#### [Natural language region descriptions]
--- START ---

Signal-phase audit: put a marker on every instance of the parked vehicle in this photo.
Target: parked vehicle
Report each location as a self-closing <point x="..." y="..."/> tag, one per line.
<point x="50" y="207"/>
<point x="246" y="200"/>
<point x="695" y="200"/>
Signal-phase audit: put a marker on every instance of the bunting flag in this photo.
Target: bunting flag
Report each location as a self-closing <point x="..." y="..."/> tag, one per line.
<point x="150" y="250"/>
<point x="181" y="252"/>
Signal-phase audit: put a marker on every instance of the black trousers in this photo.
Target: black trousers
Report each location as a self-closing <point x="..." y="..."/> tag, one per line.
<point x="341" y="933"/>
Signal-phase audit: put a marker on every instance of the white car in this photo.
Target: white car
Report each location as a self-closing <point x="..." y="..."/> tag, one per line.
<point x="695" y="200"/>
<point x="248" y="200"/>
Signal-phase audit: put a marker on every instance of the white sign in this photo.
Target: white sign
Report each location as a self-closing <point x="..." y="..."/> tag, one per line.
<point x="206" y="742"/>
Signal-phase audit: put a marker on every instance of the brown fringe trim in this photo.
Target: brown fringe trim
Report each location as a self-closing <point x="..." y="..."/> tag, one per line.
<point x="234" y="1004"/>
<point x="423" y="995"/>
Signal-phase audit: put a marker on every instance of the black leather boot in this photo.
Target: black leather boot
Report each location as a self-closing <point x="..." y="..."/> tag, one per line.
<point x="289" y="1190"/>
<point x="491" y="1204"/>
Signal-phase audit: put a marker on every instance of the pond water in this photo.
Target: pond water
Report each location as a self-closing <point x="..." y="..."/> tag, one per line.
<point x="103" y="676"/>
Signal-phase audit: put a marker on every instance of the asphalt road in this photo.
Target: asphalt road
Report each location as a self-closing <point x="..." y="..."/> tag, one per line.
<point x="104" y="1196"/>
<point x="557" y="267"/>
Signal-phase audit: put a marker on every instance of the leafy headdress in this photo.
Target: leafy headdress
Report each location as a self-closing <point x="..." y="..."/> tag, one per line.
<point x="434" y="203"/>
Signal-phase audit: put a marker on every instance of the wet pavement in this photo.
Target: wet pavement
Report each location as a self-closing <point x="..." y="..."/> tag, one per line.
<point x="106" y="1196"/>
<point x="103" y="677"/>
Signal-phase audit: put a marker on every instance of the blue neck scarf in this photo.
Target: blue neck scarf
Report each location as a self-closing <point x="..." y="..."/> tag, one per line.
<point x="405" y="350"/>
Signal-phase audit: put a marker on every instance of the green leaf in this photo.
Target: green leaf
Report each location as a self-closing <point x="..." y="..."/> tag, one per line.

--- END ---

#### [Task goal]
Return all lines of the data in which the string "neck" appears.

#### [Problem solution]
Signal-phase audit: put a marker on every instance of the blue neck scarf in this photo.
Target: blue neck scarf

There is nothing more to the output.